Leave the pictures aside and write out exactly every line from the one containing "bird's head with a point." through the last line.
### Supplied data ###
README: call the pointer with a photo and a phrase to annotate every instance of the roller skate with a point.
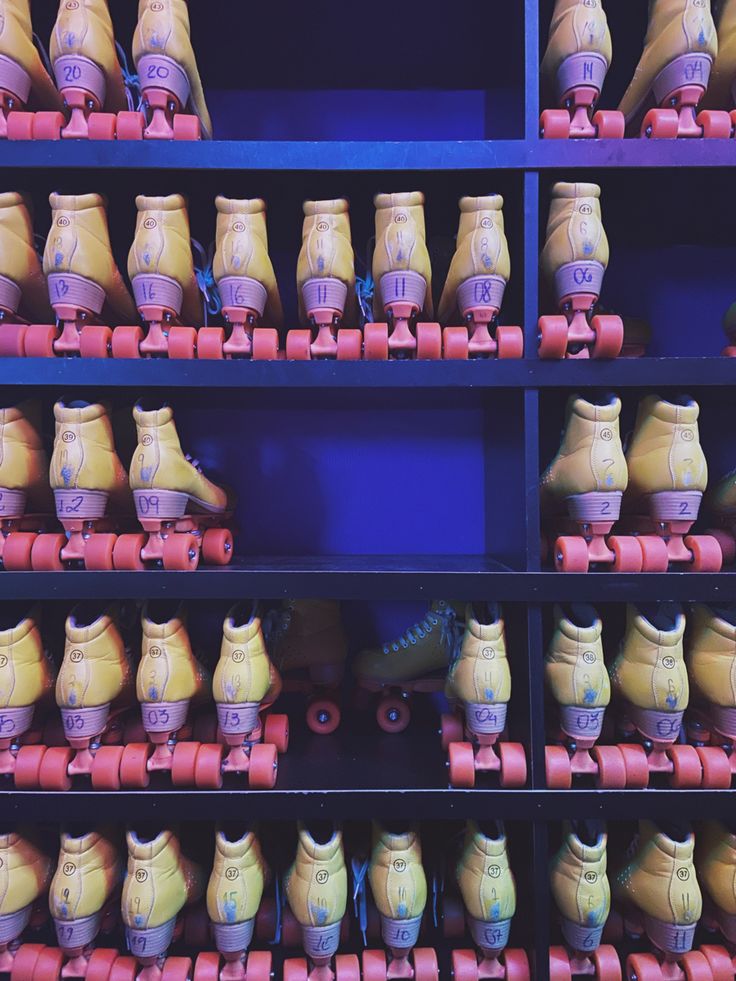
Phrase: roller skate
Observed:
(417, 661)
(475, 285)
(403, 278)
(244, 686)
(673, 73)
(24, 79)
(85, 287)
(661, 897)
(650, 683)
(587, 479)
(577, 681)
(308, 647)
(316, 890)
(159, 884)
(583, 898)
(325, 279)
(25, 874)
(234, 896)
(573, 71)
(574, 259)
(22, 286)
(710, 655)
(168, 680)
(668, 474)
(181, 511)
(25, 496)
(399, 889)
(479, 683)
(87, 477)
(245, 278)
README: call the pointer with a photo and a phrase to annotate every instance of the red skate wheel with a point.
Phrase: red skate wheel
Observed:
(707, 555)
(559, 964)
(513, 764)
(299, 345)
(637, 765)
(28, 766)
(17, 551)
(552, 332)
(716, 767)
(571, 554)
(654, 554)
(265, 344)
(208, 766)
(264, 764)
(184, 764)
(349, 344)
(611, 767)
(609, 336)
(95, 341)
(451, 729)
(102, 126)
(323, 716)
(660, 124)
(462, 765)
(20, 125)
(557, 767)
(47, 125)
(127, 552)
(53, 773)
(217, 546)
(627, 556)
(12, 340)
(687, 770)
(554, 124)
(510, 341)
(130, 125)
(209, 343)
(98, 552)
(182, 343)
(134, 765)
(393, 714)
(455, 343)
(375, 342)
(276, 732)
(610, 124)
(106, 768)
(429, 342)
(126, 341)
(181, 552)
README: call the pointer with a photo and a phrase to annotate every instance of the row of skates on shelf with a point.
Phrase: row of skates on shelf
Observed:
(688, 62)
(650, 495)
(118, 720)
(164, 899)
(664, 709)
(83, 89)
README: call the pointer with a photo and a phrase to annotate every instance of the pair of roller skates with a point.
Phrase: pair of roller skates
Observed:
(686, 61)
(90, 94)
(664, 474)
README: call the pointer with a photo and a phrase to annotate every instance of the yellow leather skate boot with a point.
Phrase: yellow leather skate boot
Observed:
(487, 886)
(244, 273)
(649, 672)
(87, 878)
(85, 63)
(679, 50)
(160, 882)
(25, 873)
(660, 882)
(317, 890)
(165, 63)
(23, 75)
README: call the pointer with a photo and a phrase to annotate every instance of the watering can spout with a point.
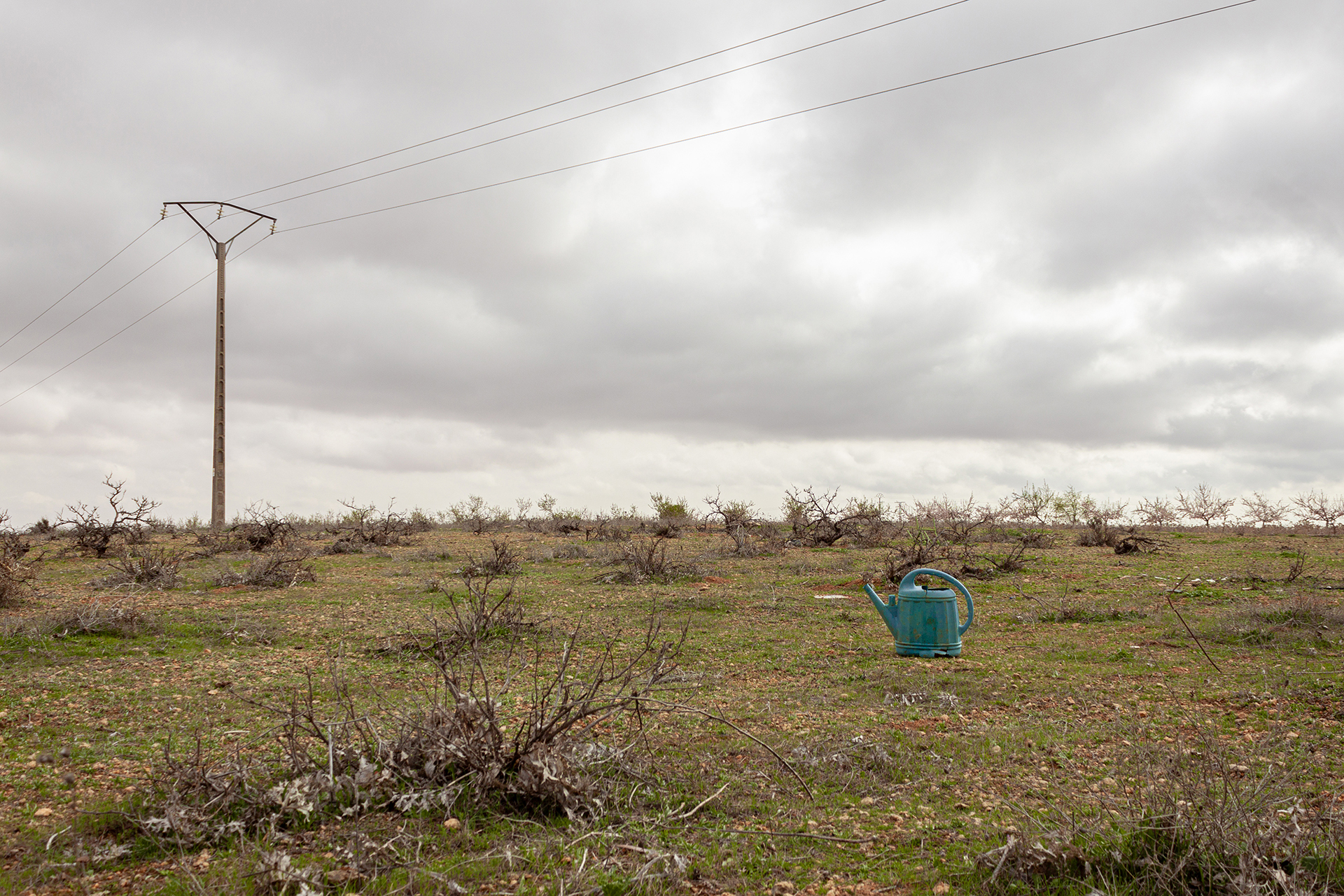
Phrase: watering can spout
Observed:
(890, 612)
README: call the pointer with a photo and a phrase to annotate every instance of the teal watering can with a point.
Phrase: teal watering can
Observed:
(925, 620)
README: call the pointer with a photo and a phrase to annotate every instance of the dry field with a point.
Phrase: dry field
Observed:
(1161, 722)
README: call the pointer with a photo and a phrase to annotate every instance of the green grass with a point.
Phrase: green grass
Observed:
(924, 763)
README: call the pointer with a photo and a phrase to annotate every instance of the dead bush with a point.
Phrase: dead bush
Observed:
(1301, 617)
(923, 547)
(262, 527)
(644, 559)
(363, 526)
(1098, 533)
(517, 729)
(955, 522)
(1136, 543)
(1187, 818)
(155, 567)
(476, 516)
(500, 561)
(15, 570)
(273, 571)
(130, 519)
(487, 610)
(819, 519)
(120, 620)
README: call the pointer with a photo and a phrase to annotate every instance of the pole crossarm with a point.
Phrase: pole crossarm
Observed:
(220, 246)
(222, 206)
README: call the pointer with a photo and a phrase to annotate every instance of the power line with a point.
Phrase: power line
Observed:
(632, 152)
(617, 105)
(558, 102)
(780, 117)
(78, 285)
(70, 323)
(160, 305)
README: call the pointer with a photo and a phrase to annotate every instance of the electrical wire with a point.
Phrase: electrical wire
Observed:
(632, 152)
(558, 102)
(80, 284)
(762, 121)
(70, 323)
(160, 305)
(617, 105)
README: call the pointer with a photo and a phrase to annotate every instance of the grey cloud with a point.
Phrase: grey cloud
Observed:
(1132, 244)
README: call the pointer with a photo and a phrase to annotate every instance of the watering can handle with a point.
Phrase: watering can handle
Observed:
(971, 605)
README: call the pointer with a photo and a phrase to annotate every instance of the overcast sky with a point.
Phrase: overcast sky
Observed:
(1119, 266)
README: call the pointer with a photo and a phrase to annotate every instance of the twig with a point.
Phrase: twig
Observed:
(745, 734)
(1007, 848)
(1172, 605)
(799, 833)
(704, 804)
(50, 840)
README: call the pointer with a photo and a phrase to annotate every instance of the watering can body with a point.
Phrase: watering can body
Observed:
(925, 621)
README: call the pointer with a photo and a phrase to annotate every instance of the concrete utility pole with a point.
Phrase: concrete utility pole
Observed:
(220, 246)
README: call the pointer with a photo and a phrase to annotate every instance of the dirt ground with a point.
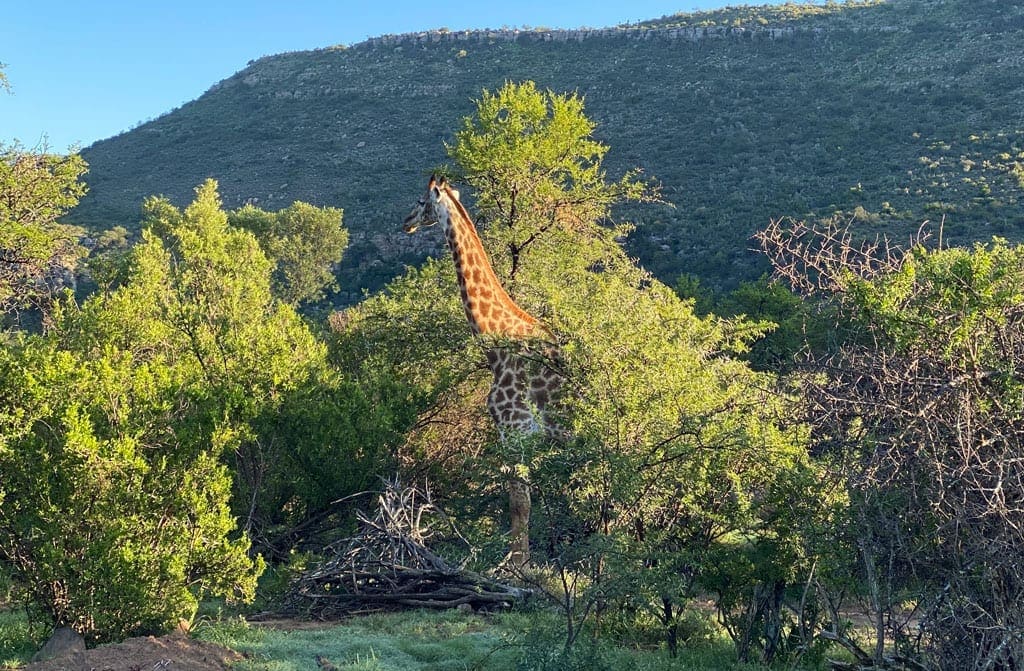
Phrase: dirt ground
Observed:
(174, 653)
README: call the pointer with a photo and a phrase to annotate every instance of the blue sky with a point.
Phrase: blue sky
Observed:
(83, 71)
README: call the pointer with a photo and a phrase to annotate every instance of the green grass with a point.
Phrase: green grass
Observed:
(18, 641)
(440, 641)
(411, 641)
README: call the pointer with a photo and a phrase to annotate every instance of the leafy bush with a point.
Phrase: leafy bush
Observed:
(114, 519)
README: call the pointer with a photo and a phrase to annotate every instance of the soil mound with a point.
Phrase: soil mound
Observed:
(174, 653)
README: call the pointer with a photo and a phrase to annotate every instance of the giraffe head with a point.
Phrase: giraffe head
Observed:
(432, 207)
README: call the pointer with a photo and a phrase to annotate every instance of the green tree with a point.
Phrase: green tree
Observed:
(307, 436)
(114, 511)
(677, 456)
(37, 254)
(119, 423)
(305, 243)
(535, 167)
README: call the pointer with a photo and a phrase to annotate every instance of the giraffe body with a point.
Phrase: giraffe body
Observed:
(523, 382)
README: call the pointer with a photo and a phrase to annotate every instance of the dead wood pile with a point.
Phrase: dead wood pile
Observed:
(387, 567)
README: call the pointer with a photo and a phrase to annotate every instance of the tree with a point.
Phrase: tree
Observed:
(114, 514)
(535, 166)
(37, 253)
(304, 242)
(677, 454)
(136, 401)
(918, 413)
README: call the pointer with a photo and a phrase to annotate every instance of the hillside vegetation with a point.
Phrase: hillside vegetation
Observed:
(888, 113)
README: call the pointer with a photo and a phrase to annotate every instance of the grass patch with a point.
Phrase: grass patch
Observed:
(444, 641)
(18, 640)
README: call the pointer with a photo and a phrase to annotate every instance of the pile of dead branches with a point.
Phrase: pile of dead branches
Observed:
(387, 565)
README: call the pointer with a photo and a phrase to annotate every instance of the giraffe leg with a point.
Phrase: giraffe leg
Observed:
(519, 507)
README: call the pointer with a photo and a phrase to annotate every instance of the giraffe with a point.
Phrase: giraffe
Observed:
(523, 386)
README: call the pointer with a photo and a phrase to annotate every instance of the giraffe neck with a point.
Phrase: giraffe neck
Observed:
(488, 307)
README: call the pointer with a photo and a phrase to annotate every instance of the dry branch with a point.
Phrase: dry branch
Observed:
(387, 565)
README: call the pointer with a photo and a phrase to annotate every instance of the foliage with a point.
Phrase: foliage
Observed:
(202, 290)
(134, 401)
(421, 640)
(37, 253)
(536, 167)
(304, 242)
(677, 456)
(920, 418)
(114, 515)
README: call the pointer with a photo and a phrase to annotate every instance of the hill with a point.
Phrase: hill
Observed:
(887, 112)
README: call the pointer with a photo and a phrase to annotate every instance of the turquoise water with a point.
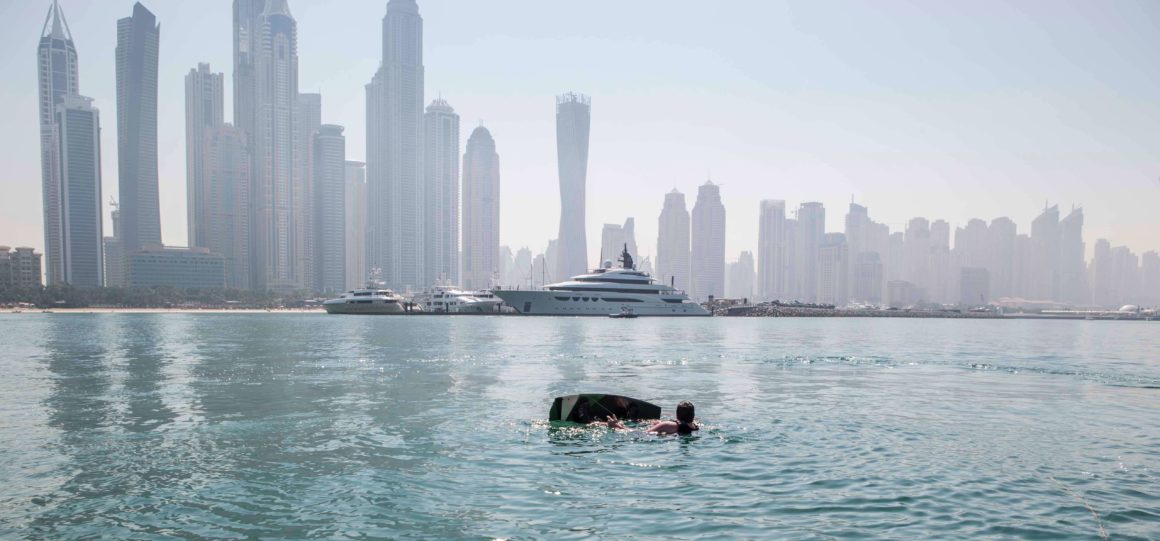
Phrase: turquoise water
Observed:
(247, 426)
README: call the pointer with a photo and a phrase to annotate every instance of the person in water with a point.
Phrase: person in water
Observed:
(684, 423)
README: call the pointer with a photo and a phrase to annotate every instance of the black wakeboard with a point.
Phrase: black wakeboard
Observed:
(591, 408)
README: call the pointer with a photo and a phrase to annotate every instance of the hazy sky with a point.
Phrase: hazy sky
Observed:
(940, 109)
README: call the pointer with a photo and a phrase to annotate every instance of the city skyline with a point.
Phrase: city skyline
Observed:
(733, 184)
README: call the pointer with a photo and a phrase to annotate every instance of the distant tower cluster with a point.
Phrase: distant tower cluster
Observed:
(480, 210)
(57, 74)
(573, 123)
(673, 240)
(138, 40)
(708, 237)
(394, 161)
(274, 204)
(441, 167)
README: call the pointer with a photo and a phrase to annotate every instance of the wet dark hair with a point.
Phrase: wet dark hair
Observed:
(684, 416)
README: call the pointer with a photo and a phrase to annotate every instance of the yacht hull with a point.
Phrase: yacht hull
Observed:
(597, 304)
(363, 309)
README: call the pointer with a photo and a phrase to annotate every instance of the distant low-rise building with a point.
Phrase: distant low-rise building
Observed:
(901, 294)
(20, 268)
(867, 278)
(182, 268)
(974, 286)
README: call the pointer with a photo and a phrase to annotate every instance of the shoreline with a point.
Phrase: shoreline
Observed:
(737, 312)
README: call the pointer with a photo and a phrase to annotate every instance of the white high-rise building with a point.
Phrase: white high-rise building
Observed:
(771, 251)
(573, 122)
(857, 237)
(247, 35)
(1044, 271)
(811, 231)
(204, 113)
(138, 41)
(356, 224)
(1073, 287)
(916, 268)
(330, 216)
(307, 117)
(833, 273)
(708, 255)
(740, 278)
(56, 59)
(82, 244)
(227, 166)
(673, 265)
(480, 210)
(394, 161)
(1001, 257)
(441, 166)
(276, 262)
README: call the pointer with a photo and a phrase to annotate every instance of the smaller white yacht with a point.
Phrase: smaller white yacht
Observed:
(450, 300)
(372, 300)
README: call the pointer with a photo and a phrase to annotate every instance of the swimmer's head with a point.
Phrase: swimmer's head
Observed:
(684, 412)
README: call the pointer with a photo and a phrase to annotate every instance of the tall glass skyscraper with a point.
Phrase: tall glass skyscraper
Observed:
(573, 123)
(394, 160)
(480, 210)
(441, 167)
(204, 113)
(276, 260)
(673, 243)
(56, 59)
(79, 134)
(709, 243)
(138, 37)
(330, 211)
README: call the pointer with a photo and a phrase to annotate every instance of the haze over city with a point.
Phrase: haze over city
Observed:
(951, 113)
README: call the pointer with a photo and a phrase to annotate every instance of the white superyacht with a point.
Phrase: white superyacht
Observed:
(374, 300)
(604, 291)
(446, 298)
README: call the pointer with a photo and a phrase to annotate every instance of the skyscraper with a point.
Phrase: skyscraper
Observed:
(356, 224)
(857, 238)
(227, 167)
(56, 60)
(204, 112)
(1150, 279)
(1044, 271)
(867, 278)
(82, 246)
(1102, 289)
(307, 118)
(740, 276)
(138, 38)
(833, 272)
(275, 262)
(708, 255)
(480, 210)
(673, 265)
(441, 210)
(771, 257)
(811, 231)
(1073, 286)
(247, 37)
(330, 217)
(1001, 257)
(573, 123)
(394, 161)
(114, 259)
(916, 268)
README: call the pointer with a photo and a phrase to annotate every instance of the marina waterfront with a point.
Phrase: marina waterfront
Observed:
(306, 425)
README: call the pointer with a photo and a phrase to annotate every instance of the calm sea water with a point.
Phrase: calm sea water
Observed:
(246, 426)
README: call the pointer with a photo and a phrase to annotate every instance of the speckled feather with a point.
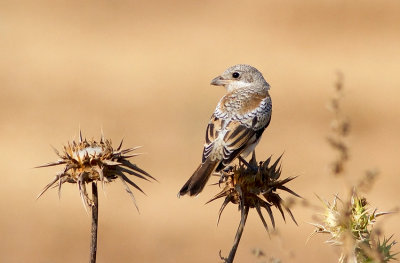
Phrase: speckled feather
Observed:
(236, 125)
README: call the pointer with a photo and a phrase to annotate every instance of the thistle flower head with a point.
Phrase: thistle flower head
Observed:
(88, 161)
(255, 186)
(350, 226)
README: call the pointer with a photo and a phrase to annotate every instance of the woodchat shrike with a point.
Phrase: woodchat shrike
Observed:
(236, 125)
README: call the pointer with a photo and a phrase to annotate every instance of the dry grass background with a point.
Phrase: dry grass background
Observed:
(141, 71)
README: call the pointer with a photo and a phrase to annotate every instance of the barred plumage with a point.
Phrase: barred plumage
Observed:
(236, 125)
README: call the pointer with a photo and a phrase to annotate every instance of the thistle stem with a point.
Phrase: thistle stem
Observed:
(95, 220)
(239, 233)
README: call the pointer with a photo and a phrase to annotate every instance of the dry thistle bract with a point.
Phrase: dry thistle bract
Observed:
(88, 161)
(350, 226)
(255, 186)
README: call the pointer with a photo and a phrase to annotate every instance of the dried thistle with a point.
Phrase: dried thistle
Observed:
(350, 226)
(89, 161)
(253, 186)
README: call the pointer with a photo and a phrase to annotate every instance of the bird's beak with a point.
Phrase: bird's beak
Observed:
(219, 81)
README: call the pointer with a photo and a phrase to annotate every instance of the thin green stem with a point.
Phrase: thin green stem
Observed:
(95, 220)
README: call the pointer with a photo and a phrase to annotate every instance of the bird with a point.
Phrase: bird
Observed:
(236, 126)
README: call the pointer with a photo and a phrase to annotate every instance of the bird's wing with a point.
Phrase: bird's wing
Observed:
(233, 135)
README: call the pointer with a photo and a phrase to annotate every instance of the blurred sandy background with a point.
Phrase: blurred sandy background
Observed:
(141, 71)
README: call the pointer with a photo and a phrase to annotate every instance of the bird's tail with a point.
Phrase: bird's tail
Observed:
(198, 180)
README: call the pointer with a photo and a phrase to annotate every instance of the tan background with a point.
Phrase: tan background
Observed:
(141, 71)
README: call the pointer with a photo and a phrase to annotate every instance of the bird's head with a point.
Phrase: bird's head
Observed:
(240, 76)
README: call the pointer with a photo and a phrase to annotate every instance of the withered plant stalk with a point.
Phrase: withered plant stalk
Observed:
(95, 223)
(238, 235)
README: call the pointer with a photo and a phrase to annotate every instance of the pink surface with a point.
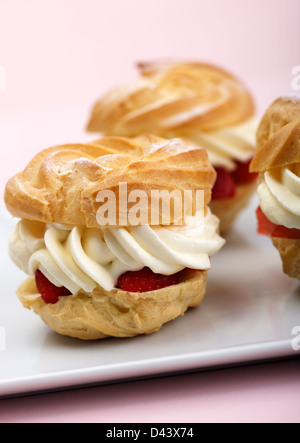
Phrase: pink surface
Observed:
(59, 57)
(268, 393)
###
- [Problem solution]
README: call the pointer with a photo and a phrase to annotate every instance of the bird's head with a point.
Phrase: bird's head
Observed:
(240, 76)
README: call the pointer with a photo and a phrase to annotate every instance of the withered plant stalk with a point.
Phrase: withered plant stalk
Observed:
(95, 223)
(238, 235)
README: call the pointer with a photo and a phrase to annotate every instance of the pink surface with a point.
Phrase: pink surface
Observed:
(59, 57)
(268, 393)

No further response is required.